▶ [Work order]
Give back the lines below exactly, but do not include any pictures.

○ ○ ○ ○

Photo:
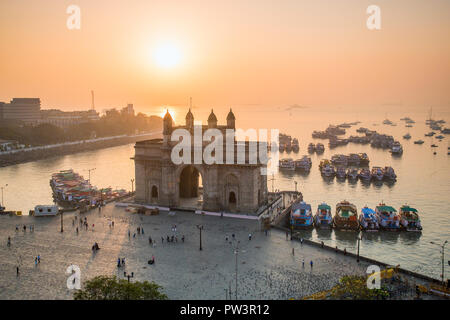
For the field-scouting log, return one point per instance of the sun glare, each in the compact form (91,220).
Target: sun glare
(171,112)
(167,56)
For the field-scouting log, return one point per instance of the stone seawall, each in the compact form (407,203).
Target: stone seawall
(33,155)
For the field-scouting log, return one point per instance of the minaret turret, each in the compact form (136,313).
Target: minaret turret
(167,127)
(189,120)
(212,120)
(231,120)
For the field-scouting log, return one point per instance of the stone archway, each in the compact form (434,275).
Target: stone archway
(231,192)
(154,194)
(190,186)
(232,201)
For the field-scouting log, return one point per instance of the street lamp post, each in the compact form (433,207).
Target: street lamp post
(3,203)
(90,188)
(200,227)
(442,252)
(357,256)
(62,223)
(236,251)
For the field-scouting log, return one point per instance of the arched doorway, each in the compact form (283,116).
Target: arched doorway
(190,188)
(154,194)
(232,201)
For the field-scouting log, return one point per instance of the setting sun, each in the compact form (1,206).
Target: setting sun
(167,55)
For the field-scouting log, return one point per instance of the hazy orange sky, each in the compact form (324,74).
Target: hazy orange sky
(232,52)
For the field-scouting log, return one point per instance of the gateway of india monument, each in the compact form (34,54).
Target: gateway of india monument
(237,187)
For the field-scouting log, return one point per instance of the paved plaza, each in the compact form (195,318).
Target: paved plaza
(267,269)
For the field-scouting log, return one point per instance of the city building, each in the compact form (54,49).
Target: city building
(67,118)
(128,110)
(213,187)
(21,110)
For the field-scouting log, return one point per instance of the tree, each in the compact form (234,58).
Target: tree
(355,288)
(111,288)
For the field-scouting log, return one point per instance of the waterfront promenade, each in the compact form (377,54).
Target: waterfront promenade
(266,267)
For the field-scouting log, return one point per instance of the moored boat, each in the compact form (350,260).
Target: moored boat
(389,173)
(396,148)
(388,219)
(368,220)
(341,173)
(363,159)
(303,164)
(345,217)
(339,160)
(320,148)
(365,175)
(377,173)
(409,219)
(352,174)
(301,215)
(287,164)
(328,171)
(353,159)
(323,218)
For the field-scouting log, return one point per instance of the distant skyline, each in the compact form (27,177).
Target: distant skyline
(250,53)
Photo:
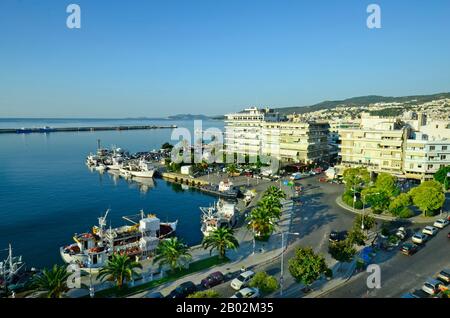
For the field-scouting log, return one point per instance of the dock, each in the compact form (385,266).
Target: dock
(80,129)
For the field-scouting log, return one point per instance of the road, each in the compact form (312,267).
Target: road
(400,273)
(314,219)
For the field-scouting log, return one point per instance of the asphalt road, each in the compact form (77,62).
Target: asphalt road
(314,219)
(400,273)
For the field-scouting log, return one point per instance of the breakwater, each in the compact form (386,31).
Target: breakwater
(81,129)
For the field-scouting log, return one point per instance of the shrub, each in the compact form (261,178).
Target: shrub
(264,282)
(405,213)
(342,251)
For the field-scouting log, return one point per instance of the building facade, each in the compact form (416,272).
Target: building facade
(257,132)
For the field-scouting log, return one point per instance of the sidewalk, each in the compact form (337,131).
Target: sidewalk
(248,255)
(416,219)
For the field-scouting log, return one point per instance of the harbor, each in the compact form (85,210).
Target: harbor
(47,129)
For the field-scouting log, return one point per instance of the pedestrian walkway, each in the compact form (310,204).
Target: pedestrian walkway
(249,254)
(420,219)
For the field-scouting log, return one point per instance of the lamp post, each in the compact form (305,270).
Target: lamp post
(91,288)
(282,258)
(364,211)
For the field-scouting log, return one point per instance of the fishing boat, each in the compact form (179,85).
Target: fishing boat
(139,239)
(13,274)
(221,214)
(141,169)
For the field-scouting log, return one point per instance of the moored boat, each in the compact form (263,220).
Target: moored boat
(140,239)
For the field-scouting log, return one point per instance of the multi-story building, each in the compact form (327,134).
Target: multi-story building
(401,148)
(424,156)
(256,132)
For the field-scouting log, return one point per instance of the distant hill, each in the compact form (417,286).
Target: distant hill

○ ○ ○ ○

▶ [Response to this task]
Photo:
For the field-scouting log, return one point per instance of the sun glare, each in the compact form (91,220).
Target: sun glare
(171,112)
(167,56)
For the field-scouting log, return one point per instance of the stone seawall, each in the compact form (407,203).
Target: stone seawall
(33,155)
For the field-scouting log, return one point per instance of the minaret turret, each in the compact form (136,313).
Target: minaret turret
(167,127)
(189,120)
(212,120)
(231,120)
For the field-scouting log, return one point per instance of the stone archway, each in the compact form (434,275).
Target: stone archway
(231,192)
(154,194)
(190,186)
(232,201)
For the field-scouting log, return one point per instance of the street lamp post, each in the compact form (433,207).
Target: street lamp post
(3,203)
(90,188)
(200,227)
(442,252)
(357,256)
(62,223)
(236,251)
For the field-scouting log, return one point per instance of the arched doorway, each in the compact form (283,116).
Target: arched doorway
(190,188)
(154,194)
(232,201)
For the field-scouting log, return one point per instance of the setting sun, each in the compact form (1,206).
Target: setting sun
(167,55)
For the field-scouting log, return one point per instance of the hazy orange sky, each in the compact form (324,74).
Target: hazy orange sky
(232,52)
For the field-scouting log, return one point per instance of the gateway of india monument, each in the compact form (34,54).
Target: gateway of india monument
(237,187)
For the field-scouting log, return one point per instance of the paved plaza, each in the compact form (195,318).
Target: paved plaza
(267,269)
For the field-scouting log, return one point per instance of the city building, each in the compact form (54,49).
Target: city building
(67,118)
(128,110)
(213,187)
(21,110)
For the field-scouting log, return one point per instance of the tree, each in the compact form (234,58).
Target: tree
(355,288)
(111,288)
For the field-scouting log, return one point per instance of the waterfront promenade, each in the compact form (377,54).
Target: waterfront promenade
(266,267)
For the field-scouting log, return one point per instance of the moored boat, each in the compact form (350,260).
Target: moored boat
(389,173)
(396,148)
(388,219)
(368,220)
(341,173)
(363,159)
(303,164)
(345,217)
(339,160)
(320,148)
(365,175)
(377,173)
(409,219)
(352,174)
(301,215)
(287,164)
(328,171)
(353,159)
(323,218)
For the field-scouting log, return one point per instance of the distant skyline, each in the compact form (27,177).
Target: distant skyline
(250,53)
Photo:
For the field-scouting log, return one point per instance of the dock, each in the compact form (385,266).
Target: dock
(80,129)
For the field-scouting log, return one point per instance of the road, each in the compact form (312,267).
Target: road
(400,273)
(314,219)
For the field-scouting log, return one point per instance of the asphalt road, each in the compact form (77,62).
Target: asphalt road
(314,219)
(400,273)
For the field-scouting log, return one point per instance of the breakwater, each in the compact form (386,31).
Target: breakwater
(81,129)
For the field-scouting log, return one point per instance of the shrub, each in the compact form (261,178).
Target: shrub
(264,282)
(405,213)
(342,251)
For the field-scouting log, return one point per instance of the building facade, each in the compact form (416,272).
Target: building facade
(257,132)
For the field-scouting log, return one point per instance of the sidewalk, each in the compact form (337,131).
Target: sidewalk
(248,255)
(416,219)
For the field-scouting log, return one point per instance of the harbor, each in the compact form (85,210).
Target: harbor
(47,129)
For the field-scouting log, return one point per instance of the pedestrian walkway, each in the compact form (310,204).
Target: pedestrian walkway
(249,254)
(420,219)
For the field-scouting log, return one point per instance of the lamp post, each in the compact form (305,270).
Target: lamp post
(91,288)
(282,258)
(364,211)
For the field-scouting log, return one point per instance of the fishing boat, each in the compact form (179,85).
Target: fishing boat
(139,239)
(13,274)
(221,214)
(141,169)
For the field-scouting log, return one point per instance of the moored boat, each in the compact form (263,220).
Target: moored boat
(140,239)
For the field-scouting log, return one point per instance of the multi-story building, each in the compact form (327,134).
Target: multi-story building
(401,148)
(424,156)
(256,132)
For the field-scouting log, return one point per instance of the distant hill, each in the compact form (417,286).
Target: distant hill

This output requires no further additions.